OBJECTIVE 1: List every distinct address, IP or hardware, in the DHCP capture excerpt below, without any port number attached.

On the side of the host asking for an IP address using DHCP, tcpdump
reveals us that the host is sending DHCP requests, but doesn't receive
any answer:
$ sudo tcpdump -n -s 1500 '(port 67 or port 68)'
18:24:07.561023 IP 0.0.0.0.68 > 255.255.255.255.67: BOOTP/DHCP, Request from aa:bb:cc:dd:ee:ff, length 300
18:24:08.803149 IP 0.0.0.0.68 > 255.255.255.255.67: BOOTP/DHCP, Request from aa:bb:cc:dd:ee:ff, length 300
18:24:11.533673 IP 0.0.0.0.68 > 255.255.255.255.67: BOOTP/DHCP, Request from aa:bb:cc:dd:ee:ff, length 300
18:24:16.112067 IP 0.0.0.0.68 > 255.255.255.255.67: BOOTP/DHCP, Request from aa:bb:cc:dd:ee:ff, length 300
18:24:24.438831 IP 0.0.0.0.68 > 255.255.255.255.67: BOOTP/DHCP, Request from aa:bb:cc:dd:ee:ff, length 300
18:24:33.279271 IP 0.0.0.0.68 > 255.255.255.255.67: BOOTP/DHCP, Request from aa:bb:cc:dd:ee:ff, length 300
18:24:41.868362 IP 0.0.0.0.68 > 255.255.255.255.67: BOOTP/DHCP, Request from aa:bb:cc:dd:ee:ff, length 300
18:24:50.329420 IP 0.0.0.0.68 > 255.255.255.255.67: BOOTP/DHCP, Request from aa:bb:cc:dd:ee:ff, length 300
18:24:59.224705 IP 0.0.0.0.68 > 255.255.255.255.67: BOOTP/DHCP, Request from aa:bb:cc:dd:ee:ff, length 300
18:25:07.708588 IP 0.0.0.0.68 > 255.255.255.255.67: BOOTP/DHCP, Request from aa:bb:cc:dd:ee:ff, length 300
...

OBJECTIVE 2: Count the lines of the entries below that contain the word "uniform". Reply with the number alone.

SUPPLIED RECORDS:
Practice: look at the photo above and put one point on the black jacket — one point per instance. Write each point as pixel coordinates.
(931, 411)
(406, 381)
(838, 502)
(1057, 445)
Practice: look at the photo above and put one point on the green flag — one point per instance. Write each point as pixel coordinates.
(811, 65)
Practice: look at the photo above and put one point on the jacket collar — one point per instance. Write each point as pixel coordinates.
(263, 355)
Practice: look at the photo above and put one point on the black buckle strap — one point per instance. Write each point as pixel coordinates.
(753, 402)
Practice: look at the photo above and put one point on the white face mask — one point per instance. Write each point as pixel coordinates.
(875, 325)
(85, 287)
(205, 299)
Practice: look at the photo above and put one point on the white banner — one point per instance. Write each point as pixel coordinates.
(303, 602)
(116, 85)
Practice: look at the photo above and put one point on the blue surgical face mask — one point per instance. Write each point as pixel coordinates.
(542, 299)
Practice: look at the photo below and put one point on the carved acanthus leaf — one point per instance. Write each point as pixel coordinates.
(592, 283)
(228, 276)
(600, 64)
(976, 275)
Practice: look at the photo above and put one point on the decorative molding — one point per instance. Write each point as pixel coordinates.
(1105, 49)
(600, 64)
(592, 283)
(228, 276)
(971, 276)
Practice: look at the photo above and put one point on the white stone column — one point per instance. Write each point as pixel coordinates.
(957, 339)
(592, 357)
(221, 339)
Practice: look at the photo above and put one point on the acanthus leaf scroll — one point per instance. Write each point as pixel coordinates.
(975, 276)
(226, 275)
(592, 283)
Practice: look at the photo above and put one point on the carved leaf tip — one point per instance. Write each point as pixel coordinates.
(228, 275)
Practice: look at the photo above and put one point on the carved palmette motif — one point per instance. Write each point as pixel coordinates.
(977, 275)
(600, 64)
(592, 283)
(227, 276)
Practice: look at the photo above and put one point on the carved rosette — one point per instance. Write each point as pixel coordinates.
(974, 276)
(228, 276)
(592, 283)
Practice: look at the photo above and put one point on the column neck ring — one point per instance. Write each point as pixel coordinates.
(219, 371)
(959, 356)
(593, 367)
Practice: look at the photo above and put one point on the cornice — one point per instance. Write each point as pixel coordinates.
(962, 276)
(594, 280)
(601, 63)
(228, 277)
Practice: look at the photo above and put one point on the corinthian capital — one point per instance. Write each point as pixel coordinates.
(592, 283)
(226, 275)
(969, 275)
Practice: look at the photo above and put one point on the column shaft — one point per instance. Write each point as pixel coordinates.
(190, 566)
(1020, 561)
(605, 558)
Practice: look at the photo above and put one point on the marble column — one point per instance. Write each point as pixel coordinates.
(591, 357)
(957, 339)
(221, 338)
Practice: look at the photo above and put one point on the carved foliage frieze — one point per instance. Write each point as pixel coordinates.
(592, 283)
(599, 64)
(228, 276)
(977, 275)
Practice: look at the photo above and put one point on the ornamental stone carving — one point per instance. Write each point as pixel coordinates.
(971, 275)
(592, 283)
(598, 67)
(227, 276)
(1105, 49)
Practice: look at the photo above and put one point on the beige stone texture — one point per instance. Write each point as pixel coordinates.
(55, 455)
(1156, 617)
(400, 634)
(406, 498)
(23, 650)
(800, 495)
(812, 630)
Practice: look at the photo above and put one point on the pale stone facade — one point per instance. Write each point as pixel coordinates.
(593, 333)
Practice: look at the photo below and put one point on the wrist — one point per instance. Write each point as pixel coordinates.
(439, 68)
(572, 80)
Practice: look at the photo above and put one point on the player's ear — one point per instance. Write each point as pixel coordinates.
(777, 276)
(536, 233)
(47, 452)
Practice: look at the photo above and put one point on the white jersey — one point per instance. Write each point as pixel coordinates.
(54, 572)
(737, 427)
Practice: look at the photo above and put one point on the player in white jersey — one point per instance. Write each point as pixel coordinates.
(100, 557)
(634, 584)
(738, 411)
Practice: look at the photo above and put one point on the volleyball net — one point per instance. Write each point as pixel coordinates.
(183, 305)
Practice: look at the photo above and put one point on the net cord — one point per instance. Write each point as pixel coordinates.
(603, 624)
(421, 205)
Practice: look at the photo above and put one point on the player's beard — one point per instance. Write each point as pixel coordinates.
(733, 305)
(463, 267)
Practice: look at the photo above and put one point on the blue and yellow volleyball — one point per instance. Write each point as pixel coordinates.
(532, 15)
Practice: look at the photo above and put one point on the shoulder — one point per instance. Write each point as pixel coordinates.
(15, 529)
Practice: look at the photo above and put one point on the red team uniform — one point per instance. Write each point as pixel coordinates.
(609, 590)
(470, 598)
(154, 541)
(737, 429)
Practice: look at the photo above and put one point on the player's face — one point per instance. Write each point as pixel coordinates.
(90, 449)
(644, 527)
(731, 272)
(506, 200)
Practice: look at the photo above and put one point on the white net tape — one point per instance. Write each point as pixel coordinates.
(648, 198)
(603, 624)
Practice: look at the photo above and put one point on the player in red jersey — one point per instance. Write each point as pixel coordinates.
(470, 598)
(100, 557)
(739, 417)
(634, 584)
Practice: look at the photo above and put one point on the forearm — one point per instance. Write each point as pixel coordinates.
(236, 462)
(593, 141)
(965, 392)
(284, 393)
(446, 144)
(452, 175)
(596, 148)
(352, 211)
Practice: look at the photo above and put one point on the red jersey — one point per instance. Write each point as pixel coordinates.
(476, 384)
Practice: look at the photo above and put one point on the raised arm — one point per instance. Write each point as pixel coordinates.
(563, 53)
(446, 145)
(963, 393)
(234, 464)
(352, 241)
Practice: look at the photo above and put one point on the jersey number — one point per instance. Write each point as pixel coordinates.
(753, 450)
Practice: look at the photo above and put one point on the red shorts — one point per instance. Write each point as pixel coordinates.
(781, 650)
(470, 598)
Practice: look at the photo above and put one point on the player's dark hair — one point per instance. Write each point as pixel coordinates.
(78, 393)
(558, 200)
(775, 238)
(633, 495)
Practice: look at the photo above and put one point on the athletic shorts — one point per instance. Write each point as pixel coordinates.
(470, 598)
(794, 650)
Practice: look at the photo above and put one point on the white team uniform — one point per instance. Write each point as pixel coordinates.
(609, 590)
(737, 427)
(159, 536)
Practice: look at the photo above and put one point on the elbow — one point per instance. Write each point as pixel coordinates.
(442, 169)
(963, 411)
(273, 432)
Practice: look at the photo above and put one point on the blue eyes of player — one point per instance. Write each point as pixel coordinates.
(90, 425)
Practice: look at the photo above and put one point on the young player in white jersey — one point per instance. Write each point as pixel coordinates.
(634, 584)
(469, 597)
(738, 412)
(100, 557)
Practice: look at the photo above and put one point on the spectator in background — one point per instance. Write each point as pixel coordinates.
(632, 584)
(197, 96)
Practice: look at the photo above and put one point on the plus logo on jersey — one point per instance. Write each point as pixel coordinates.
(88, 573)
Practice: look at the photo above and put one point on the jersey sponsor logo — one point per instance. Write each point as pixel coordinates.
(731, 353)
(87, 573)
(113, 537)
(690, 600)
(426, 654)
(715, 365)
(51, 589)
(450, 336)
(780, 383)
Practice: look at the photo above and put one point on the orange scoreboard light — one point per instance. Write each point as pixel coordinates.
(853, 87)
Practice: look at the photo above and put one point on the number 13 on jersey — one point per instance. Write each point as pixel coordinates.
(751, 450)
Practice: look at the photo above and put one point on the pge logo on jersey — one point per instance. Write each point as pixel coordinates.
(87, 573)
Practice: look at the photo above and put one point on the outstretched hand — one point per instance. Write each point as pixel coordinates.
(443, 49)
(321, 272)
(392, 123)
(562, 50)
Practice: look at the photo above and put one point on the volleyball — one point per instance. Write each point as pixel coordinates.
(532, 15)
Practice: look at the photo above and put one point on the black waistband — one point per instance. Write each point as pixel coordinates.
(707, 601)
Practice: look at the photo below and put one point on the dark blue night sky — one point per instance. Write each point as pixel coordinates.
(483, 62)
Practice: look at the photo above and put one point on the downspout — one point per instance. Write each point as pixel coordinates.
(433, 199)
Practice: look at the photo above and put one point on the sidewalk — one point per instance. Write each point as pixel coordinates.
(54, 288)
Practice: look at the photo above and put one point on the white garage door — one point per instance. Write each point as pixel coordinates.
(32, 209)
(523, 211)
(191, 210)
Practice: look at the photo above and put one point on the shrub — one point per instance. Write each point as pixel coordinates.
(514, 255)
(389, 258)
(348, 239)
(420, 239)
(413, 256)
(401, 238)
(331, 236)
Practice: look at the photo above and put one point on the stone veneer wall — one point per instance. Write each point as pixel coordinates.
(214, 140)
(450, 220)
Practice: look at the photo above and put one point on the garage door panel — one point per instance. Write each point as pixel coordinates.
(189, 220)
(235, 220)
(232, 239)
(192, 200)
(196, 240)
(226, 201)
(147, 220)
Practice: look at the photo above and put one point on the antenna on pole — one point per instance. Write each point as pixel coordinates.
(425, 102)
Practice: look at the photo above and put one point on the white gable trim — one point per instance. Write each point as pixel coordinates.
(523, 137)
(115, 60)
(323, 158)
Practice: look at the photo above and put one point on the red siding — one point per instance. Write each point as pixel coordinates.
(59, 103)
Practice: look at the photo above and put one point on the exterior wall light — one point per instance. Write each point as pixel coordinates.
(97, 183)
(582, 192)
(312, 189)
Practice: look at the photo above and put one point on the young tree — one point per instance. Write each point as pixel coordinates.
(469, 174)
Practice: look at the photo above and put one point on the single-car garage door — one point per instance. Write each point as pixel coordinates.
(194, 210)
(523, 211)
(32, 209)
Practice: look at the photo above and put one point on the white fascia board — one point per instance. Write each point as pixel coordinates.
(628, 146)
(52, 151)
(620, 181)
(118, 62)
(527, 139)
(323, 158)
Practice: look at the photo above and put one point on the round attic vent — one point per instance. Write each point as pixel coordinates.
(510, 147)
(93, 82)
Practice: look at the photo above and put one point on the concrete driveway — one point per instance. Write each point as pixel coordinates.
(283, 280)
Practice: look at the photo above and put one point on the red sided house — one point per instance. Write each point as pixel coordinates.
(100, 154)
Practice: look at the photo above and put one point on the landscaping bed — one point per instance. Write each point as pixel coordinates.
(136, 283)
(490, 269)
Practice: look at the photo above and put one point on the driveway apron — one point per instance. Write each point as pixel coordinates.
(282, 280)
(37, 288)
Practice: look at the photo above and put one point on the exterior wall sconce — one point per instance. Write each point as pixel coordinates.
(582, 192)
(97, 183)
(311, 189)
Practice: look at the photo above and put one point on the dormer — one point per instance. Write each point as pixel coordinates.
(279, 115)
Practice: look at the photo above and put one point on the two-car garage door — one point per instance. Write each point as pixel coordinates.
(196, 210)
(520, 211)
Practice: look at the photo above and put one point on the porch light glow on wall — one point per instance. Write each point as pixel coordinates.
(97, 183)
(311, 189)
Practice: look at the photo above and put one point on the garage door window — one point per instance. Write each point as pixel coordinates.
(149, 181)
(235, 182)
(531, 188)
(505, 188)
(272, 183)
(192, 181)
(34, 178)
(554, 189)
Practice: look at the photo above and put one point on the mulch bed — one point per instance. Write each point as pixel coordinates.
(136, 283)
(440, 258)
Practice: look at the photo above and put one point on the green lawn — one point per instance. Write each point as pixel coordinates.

FINAL ANSWER 1:
0.0.0.0
255.255.255.255
aa:bb:cc:dd:ee:ff

FINAL ANSWER 2: 2